* **SUPPLIED TEXT**:
Forget Denmark, we’re talking Swedish levels.
No wonder then that green investment hero, Elon Musk, now the richest man in the world worth $195 billion, has had enough, and is quitting California for Texas. New Yorkers are fleeing for Florida, Californians are making a “Texodus.” According to a recent survey 26% “are seriously considering moving.” In 2020 135,600 people left (86,000 of them to Texas). Websites like “exitcalifornia.org” and “leavingthebayarea.com” have taken off.
As in New York, businesses are following individuals. Elon Musk has chosen Texas to base his Space Explorations Technology Corporation. Space is the future in his opinion – an industry set to grow to $2.7 trillion by 2040. An even greater shock was delivered by Oracle’s surprise shift of its headquarters from California to Texas. And other giants Hewlett Packard and Palantir Technologies have also decided to quit California for Texas. These are big names.

* **DIRECTIONS**:
(a) In the passage on the exodus from California, whose headquarters move from California to Texas is called an even greater shock?
(b) Summarize the passage on the exodus from California in two sentences.
(c) Carry on the passage on the exodus from California, starting after its final sentence.
The listing that comes after it plays no part in the work here.

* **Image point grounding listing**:
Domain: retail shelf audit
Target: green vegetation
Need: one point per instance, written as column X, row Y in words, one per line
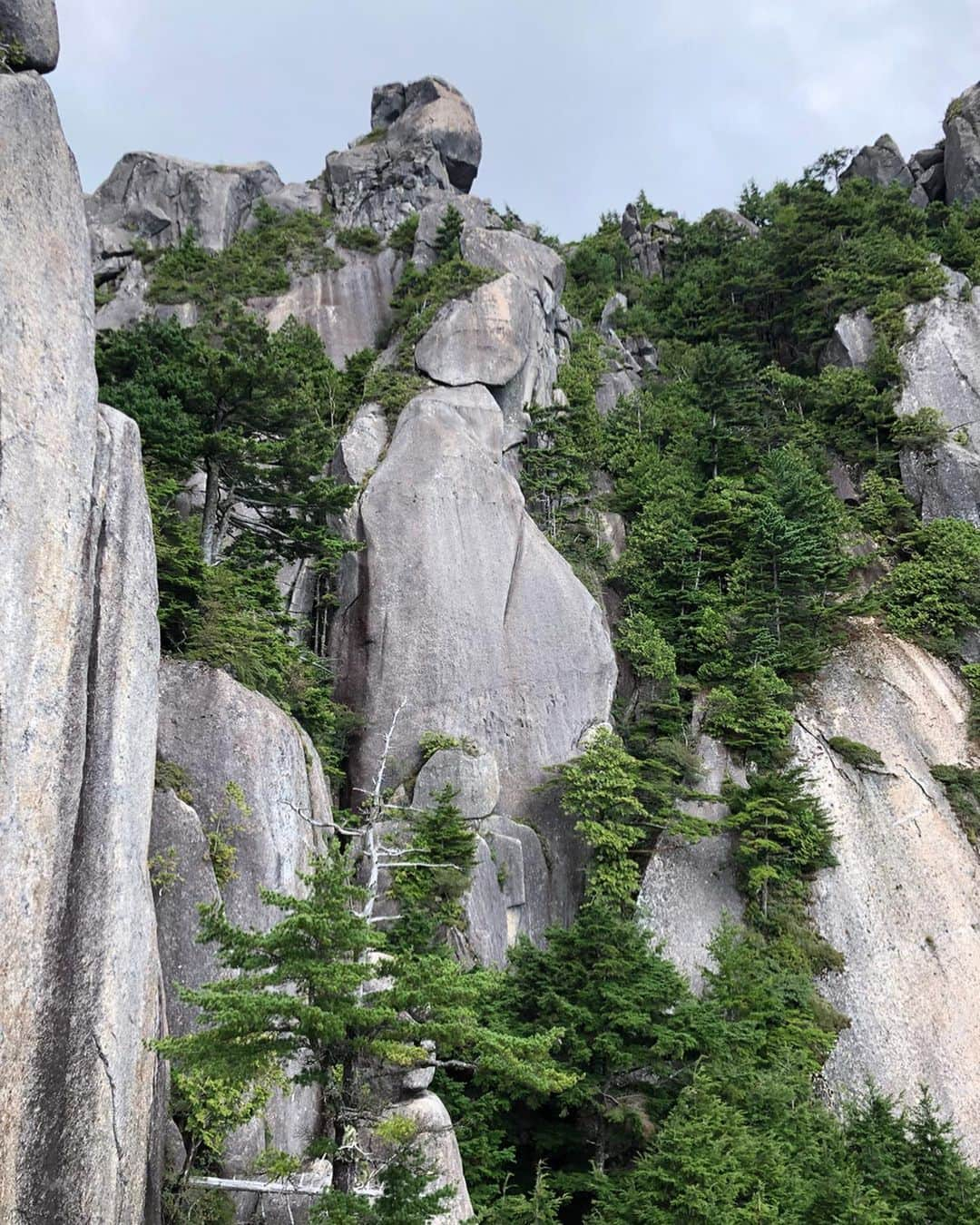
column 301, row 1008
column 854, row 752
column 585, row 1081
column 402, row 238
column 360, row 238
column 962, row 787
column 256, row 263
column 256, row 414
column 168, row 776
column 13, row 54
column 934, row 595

* **TASK RESULTS**:
(a) Oracle's.

(b) Individuals are leaving California, with Elon Musk quitting the state for Texas and 135,600 people departing in 2020, 86,000 of them to Texas. Businesses are following: Musk has chosen Texas for his space company, and Oracle, Hewlett Packard and Palantir Technologies have also decided to move from California to Texas.

(c)
Again, like New York, many factors are cited including the wildfires, rising crime, and the high cost of housing (just try comparing house prices in San Francisco and Austin). But tax and political indifference are to the fore. Joe Lonsdale moving his venture capital firm 8VC wrote of San Francisco’s encouragement of open air drug users and restrictive zoning laws. Venture capitalist Keith Rabois called San Francisco “massively improperly run and managed.” As the CEO of the Bay Area Council Jim Wunderman recently said: “I think the pandemic really expedited a lot of organizations thinking about their future strategy.” The loss of venture capital is particularly worrying (there used to be a ‘twenty minute rule’ at one Silicon Valley investor that meant they would only consider funding any business within a twenty minute drive).
The challenge for politicians is a real one. If companies are relocating to other areas, jobs and tax revenues go too. The top 1% of California tax payers pay some 45% of the state’s revenues, so even relatively small moves have a disproportionate effect. Tax and spend politicians simply don’t get it. Take the “Hotel California” proposal (the proposed levying of a California wealth tax on anyone who spends just sixty days in the state with a terrifying “ten year lookback provision.”) Check in and never leave.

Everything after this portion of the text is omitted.